-- What the task requires --
Give back the whole listing exactly as shown.
——————
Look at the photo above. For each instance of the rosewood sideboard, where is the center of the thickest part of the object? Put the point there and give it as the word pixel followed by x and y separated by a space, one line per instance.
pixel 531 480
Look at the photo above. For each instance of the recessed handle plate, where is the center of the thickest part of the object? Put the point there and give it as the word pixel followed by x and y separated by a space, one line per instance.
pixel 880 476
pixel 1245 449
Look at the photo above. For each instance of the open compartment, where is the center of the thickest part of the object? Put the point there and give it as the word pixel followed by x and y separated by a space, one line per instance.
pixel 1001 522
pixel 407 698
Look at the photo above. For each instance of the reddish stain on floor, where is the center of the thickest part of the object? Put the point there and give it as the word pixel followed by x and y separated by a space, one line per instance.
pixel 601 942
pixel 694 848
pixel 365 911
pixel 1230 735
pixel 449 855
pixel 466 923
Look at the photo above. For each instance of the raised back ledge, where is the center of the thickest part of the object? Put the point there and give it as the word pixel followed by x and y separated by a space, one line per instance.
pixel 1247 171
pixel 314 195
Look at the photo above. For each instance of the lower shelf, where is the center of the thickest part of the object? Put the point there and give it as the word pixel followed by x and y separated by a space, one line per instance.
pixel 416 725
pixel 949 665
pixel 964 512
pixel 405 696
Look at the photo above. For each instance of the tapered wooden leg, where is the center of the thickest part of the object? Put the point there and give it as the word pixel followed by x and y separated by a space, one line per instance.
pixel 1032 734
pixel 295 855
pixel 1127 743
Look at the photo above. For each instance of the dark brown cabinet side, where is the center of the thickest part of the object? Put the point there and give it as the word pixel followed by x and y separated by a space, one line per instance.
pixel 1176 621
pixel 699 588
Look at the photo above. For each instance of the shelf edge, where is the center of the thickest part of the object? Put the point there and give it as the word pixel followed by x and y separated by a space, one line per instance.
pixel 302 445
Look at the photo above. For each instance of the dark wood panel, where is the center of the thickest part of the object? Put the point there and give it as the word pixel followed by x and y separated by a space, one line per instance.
——————
-- Answer to this exercise --
Look at the photo above. For each instance of the rosewood sideboard, where is the center of the thickest part of the object? Put the point there and give it as the word pixel followed by x and y separated by a space, one line per instance.
pixel 531 480
Look at the photo above. For each instance of the recessed handle plate, where is the center of the thickest part of the object? Put the point there and give it as the word pixel followed by x and y separated by a space, one line per instance.
pixel 880 476
pixel 1245 449
Look at the photo above. For each instance of the open compartment, where is the center of the thickest part of the object? Put the point there and give it as the word pixel followed by x and y separated by a space, one line per instance.
pixel 1001 522
pixel 407 698
Look at the photo above. For each instance of the reddish stain on floor, where is the center of the thickest part of the object? Put the point there and give it as the word pixel followed by x and y separated by a space, one line per instance.
pixel 601 942
pixel 694 848
pixel 365 911
pixel 1230 735
pixel 449 855
pixel 466 923
Look at the photo above. For each instance of the raised back ledge, where is the center of the thickest part of the object? Put the point there and give it as the word pixel followed by x and y separated by a space, one line per instance.
pixel 1247 171
pixel 314 195
Look at the photo above. For each instance of the lower shelf, where is the center of the thickest part of the object? Put the point there and give it as the word pixel followed by x and y separated by a space, one line per instance.
pixel 416 725
pixel 949 665
pixel 964 512
pixel 405 696
Look at the photo above. For each instance of the tapered wooden leg, where is the center of the thickest part of the object? Put the point there and give it as the word pixel followed by x and y separated by a space, one line per instance.
pixel 1032 734
pixel 295 855
pixel 1127 743
Look at the photo above. For each instance of the dark brown cabinet side, where is the center of the thickest part of the object? Put the point there and give it as the word pixel followed by x and y separated by a space, one line per instance.
pixel 1176 621
pixel 699 588
Look at the photo above. For each instance of the shelf edge, where is the center of the thickest part of the object? Put the point there and give it as the word pixel followed by x and y separated by a space, one line per instance.
pixel 302 445
Look at the photo above. For each instance of the dark wood panel, where is the center of the thickest part of the object? Put the point there and give it as the word pixel followed by x and y separated by a space, one line per instance.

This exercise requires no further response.